→ Selected extract:
When it comes to items of safety like cross contamination or hygiene and handling consumers have little to no knowledge of it until a big enough incident that they can definitely correlate the cause was that specific restaurant. However it is possible that for weeks, months, years a restaurant was causing illnesses and no one was ever able to isolate it as the cause. That creates a scenario where restaurants can weigh the chance of getting caught and their belief they are even doing any thing risky versus what we might (had we the information) demand or want in terms of food handling and care. That also means that restaurants would have no incentive to create or conform to a self policing body on these things as long as they could put out food that was aesthetically pleasing and was selling well.

A direct example was when Toronto first instituted the new inspection program I identified above and actually hired a large number of inspectors hit the street and the large number of restaurants that got cited for rodent infestation problems. they either got closed down or got a conditional pass identifying the rodent issue (which is as good as closing them) and the problem was quickly dealt with. Now years later such failures are very rare as most restaurants know the risk and employ 24/7 pest control measures to control them. Prior, since rodents are naturally elusive and try to never expose themselves they could 'sweep the problem under the rug' and hope no one noticed and hope a true food borne incident never happened. The perceived quality of what is being eaten does not drop with a hidden rodent infestation problem if the consumer does not know about it.

→ Extracted entries:
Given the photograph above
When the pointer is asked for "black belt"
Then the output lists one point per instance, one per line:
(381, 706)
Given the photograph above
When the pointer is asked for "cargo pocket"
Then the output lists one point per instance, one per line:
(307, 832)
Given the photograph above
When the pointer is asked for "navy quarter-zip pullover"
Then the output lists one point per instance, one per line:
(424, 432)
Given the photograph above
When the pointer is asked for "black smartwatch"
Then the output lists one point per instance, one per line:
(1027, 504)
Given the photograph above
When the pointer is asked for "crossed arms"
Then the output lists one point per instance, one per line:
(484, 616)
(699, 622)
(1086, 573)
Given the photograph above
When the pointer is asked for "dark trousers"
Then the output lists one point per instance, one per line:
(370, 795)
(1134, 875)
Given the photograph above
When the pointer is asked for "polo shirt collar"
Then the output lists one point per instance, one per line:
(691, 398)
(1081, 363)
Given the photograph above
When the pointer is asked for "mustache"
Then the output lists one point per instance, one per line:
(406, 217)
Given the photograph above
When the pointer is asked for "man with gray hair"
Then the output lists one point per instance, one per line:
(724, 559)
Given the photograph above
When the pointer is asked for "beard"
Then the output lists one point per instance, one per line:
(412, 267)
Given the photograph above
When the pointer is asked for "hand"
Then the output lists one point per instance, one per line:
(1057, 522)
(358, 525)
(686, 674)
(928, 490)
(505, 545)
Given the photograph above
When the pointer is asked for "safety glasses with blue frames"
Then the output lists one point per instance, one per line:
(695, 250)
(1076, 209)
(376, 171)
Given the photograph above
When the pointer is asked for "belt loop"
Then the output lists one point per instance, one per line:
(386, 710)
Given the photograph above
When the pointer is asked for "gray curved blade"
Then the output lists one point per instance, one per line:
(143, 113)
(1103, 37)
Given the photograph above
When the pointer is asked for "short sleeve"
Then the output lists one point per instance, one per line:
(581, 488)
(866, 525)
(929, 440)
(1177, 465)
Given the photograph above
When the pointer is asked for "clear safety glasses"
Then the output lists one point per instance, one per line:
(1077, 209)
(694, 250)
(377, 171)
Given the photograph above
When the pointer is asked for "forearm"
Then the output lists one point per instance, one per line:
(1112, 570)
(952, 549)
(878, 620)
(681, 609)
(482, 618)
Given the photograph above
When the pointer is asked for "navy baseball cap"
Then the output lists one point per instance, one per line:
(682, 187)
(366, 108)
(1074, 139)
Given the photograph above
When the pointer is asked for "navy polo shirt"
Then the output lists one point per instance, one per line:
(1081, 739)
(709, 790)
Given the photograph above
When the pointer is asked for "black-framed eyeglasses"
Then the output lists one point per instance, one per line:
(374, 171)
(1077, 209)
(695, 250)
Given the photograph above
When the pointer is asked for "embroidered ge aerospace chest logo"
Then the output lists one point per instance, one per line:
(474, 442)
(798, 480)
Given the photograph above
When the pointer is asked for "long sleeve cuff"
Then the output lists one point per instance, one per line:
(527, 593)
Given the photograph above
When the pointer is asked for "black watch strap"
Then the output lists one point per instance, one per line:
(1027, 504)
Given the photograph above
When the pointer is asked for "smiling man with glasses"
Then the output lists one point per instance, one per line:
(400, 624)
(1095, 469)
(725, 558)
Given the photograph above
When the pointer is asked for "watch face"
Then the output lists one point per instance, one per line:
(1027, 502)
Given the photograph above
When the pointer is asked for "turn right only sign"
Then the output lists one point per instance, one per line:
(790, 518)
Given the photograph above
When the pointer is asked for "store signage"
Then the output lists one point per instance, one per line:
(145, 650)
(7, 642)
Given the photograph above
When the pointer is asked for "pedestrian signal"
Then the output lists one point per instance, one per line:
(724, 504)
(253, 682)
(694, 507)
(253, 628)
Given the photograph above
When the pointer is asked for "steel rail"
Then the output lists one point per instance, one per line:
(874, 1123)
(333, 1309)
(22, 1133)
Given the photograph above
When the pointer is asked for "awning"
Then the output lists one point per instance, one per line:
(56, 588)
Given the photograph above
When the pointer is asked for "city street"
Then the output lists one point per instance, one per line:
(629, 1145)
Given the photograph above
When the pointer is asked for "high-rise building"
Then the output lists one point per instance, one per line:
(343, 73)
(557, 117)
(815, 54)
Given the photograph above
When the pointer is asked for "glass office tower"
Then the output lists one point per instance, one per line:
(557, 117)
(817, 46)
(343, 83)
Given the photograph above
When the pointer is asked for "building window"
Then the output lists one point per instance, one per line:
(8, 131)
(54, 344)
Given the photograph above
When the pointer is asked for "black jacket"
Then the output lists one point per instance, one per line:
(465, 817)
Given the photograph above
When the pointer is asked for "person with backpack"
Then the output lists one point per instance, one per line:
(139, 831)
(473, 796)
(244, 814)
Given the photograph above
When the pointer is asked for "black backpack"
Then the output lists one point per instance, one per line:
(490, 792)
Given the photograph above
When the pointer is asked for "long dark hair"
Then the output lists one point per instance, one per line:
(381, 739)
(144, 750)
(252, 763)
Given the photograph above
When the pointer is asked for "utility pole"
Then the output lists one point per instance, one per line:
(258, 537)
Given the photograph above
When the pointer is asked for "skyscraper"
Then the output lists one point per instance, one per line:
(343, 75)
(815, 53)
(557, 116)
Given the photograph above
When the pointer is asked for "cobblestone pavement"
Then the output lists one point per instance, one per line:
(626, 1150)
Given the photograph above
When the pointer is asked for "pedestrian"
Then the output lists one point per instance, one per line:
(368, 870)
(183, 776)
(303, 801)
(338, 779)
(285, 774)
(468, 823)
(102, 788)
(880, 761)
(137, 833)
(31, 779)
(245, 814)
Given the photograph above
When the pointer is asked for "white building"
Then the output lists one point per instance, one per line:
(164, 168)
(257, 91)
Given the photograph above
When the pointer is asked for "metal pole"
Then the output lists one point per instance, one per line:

→ Actions to take:
A. In the passage on restaurant food safety, what do most restaurants now employ to control rodents?
B. Condense the paragraph beginning "When it comes to items of safety" in the passage on restaurant food safety into a short list of its main points.
C. Proceed with the passage on restaurant food safety, starting right after its final sentence.

→ Replies:
A. Most restaurants now employ 24/7 pest control measures.

B.
- Consumers know little or nothing about safety issues such as cross contamination or hygiene and handling until a big enough incident can definitely be traced to a specific restaurant.
- A restaurant could cause illnesses for weeks, months or years without anyone isolating it as the cause.
- Restaurants can therefore weigh the chance of getting caught, and whether they are doing anything risky at all, against what consumers would demand in food handling if they had the information.
- Restaurants have no incentive to create or conform to a self-policing body on these matters as long as their food looks appealing and sells well.

C.
You may be content in that if a major problem happened the restaurant could be punished and put out of business after the fact but for most of us that is not enough. We do not want the exposure UNTIL someone is caught.

You're the only one on here, that I was hoping would respond. Thank you for the lengthy and thought out rebuttal. I'm a little tired of this discussion now honestly, and I hope to get back to you later.
 
If you believe that women will be happier with a career that maximizes earnings rather than family that will love her for a lifetime then I can see how they would characterize it as a penalty.
It is a very deliberately and purposely created fallacy by the activist left much like the general ''gender wage' issue.

If you characterize a woman or man's choice to accept a life where they choose balance between time at work, family and other considerations over being a workaholic focuses only on money as a positive (better quality of life and longer life) then it makes it hard to try and pressure to get them more money.

They want both. They want the work/life balance and the positive aspects but also to shame and guilt corporations to level their pay up so they make us much as the workaholic.

We are seeing the effects of it in the gender wage discussions where very large and public companies like Google and Apple are being shamed into wage leveling and ignoring the reasons behind WHY the wage disparity might exist.
 
You're the only one on here, that I was hoping would respond. Thank you for the lengthy and thought out rebuttal. I'm a little tired of this discussion now honestly, and I hope to get back to you later.
Well as I said 'fuck you' for putting me on a side that seems to include Homer, Mayhem and likely Jack. Jack is lumped in there despite being informed because he is so partisan and 'left' that he cannot express his views without that enormous bias dominating.

I guess if I am generally offside the extreme left and a libertarian like you I am where I belong which is somewhere near the centre (centre right to be exact).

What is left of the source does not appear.